>>>
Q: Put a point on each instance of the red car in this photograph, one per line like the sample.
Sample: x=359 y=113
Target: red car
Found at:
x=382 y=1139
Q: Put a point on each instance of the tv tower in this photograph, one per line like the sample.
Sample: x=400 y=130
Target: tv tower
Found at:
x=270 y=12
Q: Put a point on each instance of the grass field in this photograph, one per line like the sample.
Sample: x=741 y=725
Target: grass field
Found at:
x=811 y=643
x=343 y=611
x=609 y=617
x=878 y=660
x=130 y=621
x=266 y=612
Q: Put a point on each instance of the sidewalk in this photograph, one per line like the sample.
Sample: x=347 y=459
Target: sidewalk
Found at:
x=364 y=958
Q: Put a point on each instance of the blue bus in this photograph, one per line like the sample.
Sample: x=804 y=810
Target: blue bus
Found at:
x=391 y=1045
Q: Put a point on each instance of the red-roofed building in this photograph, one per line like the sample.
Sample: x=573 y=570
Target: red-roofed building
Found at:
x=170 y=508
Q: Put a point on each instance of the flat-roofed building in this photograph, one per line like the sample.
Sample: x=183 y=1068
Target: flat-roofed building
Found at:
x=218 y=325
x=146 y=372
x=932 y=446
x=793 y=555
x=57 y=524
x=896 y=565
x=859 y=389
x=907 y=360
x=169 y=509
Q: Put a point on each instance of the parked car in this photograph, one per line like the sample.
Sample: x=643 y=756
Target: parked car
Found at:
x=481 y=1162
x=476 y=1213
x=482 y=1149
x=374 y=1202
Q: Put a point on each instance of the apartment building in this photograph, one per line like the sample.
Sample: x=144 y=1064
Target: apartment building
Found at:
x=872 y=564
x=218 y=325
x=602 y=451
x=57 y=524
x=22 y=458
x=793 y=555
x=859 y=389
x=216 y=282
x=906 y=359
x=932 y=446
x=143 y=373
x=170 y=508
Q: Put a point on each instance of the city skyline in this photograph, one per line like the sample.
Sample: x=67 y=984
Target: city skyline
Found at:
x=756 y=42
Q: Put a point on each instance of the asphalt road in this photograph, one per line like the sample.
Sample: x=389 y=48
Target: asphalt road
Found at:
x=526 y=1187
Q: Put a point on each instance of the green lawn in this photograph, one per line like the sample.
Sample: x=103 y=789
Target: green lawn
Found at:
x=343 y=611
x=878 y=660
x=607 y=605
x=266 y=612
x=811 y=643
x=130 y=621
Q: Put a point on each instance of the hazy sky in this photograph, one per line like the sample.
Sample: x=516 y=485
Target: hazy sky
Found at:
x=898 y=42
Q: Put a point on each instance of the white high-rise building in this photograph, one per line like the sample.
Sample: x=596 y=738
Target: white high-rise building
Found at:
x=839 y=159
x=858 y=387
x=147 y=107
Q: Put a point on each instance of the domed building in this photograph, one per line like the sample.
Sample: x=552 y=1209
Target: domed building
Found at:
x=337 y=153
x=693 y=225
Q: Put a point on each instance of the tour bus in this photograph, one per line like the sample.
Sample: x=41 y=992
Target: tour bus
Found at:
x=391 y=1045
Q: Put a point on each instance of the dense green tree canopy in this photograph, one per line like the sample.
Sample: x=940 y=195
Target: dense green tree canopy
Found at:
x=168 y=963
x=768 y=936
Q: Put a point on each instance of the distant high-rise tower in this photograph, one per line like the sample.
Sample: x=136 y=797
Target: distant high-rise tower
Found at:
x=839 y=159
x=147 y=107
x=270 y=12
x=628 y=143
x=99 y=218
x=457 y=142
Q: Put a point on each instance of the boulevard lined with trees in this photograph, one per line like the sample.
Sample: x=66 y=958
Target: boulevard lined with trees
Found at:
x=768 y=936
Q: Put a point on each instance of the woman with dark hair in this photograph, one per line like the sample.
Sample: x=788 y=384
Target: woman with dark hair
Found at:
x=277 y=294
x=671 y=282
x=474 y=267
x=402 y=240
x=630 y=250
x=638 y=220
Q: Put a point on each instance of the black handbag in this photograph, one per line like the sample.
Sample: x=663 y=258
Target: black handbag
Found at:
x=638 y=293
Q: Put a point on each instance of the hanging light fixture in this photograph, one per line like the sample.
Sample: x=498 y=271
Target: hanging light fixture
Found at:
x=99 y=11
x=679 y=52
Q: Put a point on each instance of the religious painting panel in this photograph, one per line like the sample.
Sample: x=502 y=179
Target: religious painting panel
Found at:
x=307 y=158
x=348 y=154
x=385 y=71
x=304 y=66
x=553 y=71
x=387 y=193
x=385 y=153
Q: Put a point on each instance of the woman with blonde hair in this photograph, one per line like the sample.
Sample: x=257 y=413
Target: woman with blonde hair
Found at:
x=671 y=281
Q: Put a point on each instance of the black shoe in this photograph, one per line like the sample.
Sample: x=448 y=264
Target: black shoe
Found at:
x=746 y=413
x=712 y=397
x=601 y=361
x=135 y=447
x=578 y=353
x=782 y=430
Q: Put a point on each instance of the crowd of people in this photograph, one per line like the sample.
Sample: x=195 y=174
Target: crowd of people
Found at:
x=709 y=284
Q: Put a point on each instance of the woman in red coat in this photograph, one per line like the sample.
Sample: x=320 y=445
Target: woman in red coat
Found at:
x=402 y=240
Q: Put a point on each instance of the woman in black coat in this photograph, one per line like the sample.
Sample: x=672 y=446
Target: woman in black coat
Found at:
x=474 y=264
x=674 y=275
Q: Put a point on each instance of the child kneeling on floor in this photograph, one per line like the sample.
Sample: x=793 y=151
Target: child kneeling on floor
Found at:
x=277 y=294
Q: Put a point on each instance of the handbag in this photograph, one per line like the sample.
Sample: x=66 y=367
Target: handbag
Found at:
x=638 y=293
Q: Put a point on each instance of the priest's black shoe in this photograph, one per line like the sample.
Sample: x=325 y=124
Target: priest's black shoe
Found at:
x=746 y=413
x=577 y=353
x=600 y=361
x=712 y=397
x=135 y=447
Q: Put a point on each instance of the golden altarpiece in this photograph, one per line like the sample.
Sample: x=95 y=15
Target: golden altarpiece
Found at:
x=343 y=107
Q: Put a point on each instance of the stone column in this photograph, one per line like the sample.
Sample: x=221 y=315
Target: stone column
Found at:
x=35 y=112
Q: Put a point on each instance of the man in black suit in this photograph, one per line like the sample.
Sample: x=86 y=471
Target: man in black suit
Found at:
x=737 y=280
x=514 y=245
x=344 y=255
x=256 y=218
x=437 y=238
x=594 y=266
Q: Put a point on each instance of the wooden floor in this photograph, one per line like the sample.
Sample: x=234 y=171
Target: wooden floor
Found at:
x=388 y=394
<<<
>>>
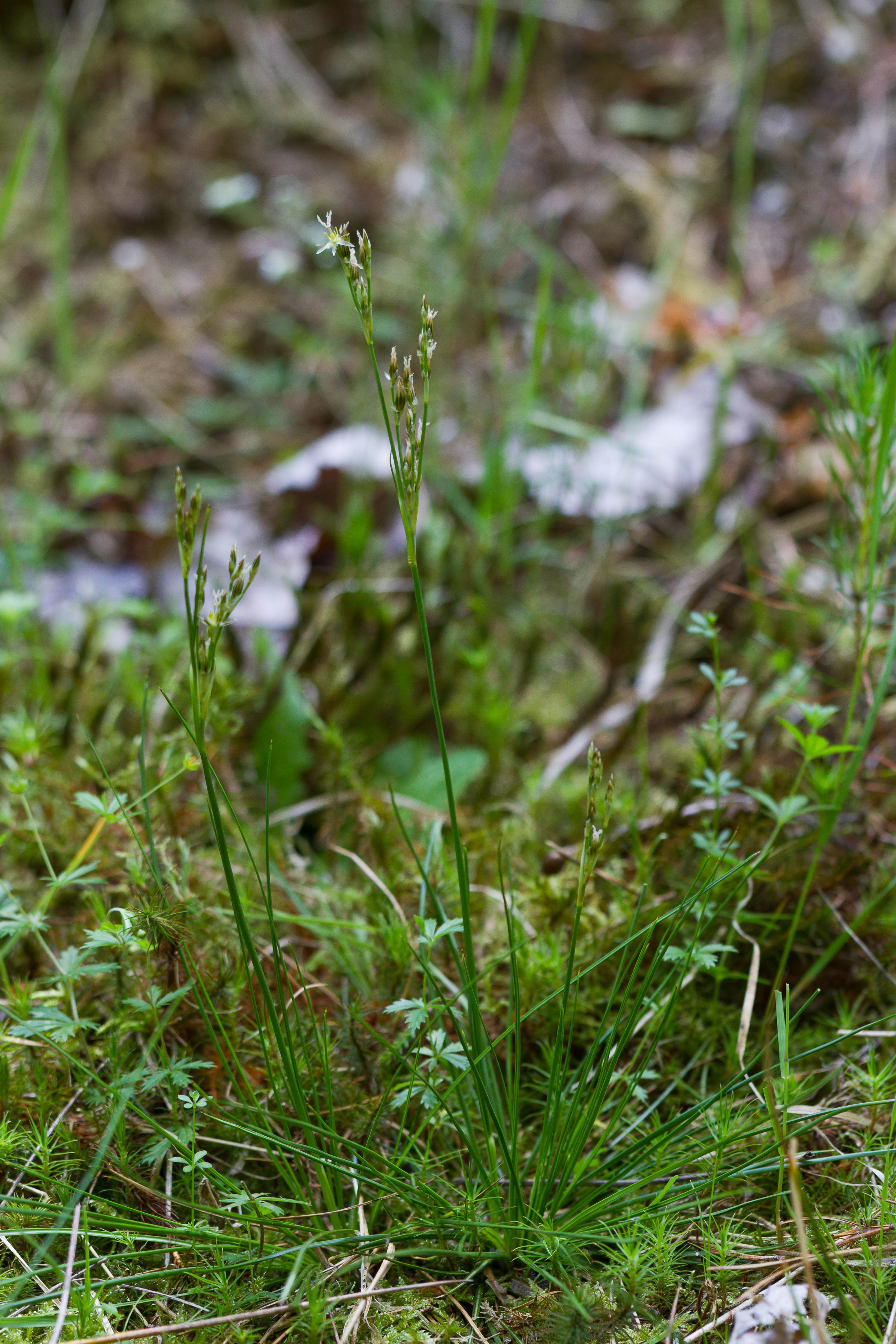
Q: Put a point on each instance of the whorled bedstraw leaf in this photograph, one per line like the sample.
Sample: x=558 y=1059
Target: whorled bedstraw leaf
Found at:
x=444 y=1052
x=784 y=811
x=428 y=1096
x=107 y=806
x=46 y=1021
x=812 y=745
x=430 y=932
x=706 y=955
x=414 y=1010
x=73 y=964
<<<
>>>
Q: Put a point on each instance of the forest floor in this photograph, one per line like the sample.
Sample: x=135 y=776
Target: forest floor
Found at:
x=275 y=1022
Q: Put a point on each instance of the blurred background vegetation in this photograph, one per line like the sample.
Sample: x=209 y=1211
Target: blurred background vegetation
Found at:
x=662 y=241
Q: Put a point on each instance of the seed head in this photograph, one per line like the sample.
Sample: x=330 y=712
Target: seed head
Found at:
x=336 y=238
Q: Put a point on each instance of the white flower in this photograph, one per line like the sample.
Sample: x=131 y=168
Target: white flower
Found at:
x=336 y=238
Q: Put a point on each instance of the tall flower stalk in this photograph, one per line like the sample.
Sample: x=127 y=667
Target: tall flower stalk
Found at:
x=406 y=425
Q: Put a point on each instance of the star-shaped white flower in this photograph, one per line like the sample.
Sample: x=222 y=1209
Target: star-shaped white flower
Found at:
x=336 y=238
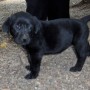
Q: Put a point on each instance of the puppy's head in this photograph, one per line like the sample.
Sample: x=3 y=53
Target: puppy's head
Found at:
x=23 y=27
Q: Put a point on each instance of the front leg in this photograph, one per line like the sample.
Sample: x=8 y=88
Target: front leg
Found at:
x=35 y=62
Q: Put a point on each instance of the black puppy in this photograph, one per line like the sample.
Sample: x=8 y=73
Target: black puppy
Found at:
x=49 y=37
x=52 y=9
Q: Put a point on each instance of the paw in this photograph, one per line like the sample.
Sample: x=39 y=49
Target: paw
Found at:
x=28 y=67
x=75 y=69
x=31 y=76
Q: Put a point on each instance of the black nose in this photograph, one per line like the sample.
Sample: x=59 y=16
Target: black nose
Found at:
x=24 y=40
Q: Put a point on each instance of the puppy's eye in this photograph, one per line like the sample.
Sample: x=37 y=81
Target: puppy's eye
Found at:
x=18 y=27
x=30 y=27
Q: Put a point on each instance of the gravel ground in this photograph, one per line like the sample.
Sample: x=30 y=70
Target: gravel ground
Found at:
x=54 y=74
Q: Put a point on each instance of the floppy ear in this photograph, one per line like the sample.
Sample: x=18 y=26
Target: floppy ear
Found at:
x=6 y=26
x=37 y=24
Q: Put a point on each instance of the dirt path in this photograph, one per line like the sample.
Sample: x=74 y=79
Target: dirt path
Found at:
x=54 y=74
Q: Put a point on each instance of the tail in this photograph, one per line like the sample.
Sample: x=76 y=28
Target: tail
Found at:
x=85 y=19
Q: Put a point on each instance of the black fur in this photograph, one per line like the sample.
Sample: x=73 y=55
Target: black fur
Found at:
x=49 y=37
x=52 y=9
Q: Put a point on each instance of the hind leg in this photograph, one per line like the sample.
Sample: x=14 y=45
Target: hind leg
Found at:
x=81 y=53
<<<
TASK PROMPT -> Reproduce the material above verbatim, from the line with "Q: Put a point on each instance of the red car" up to and including the line with "x=364 y=958".

RESULT OF THIS EXERCISE ->
Q: Put a point on each instance of the red car in this photograph, one per line like the sample.
Sample: x=359 y=113
Target: red car
Found at:
x=382 y=1139
Q: Put a point on each instance of the tv tower in this photograph, one per line like the sample.
Sample: x=400 y=130
Target: tv tower
Found at:
x=270 y=12
Q: Put a point on each instance of the grass field in this photograph, one per line like the sample.
Sample: x=741 y=725
Target: grass field
Found at:
x=811 y=643
x=343 y=611
x=609 y=617
x=878 y=660
x=130 y=621
x=266 y=612
Q: Put a point on each instance of the sidewalk in this photograph, one per line like the sample.
Sample: x=347 y=459
Target: sidewalk
Found at:
x=364 y=958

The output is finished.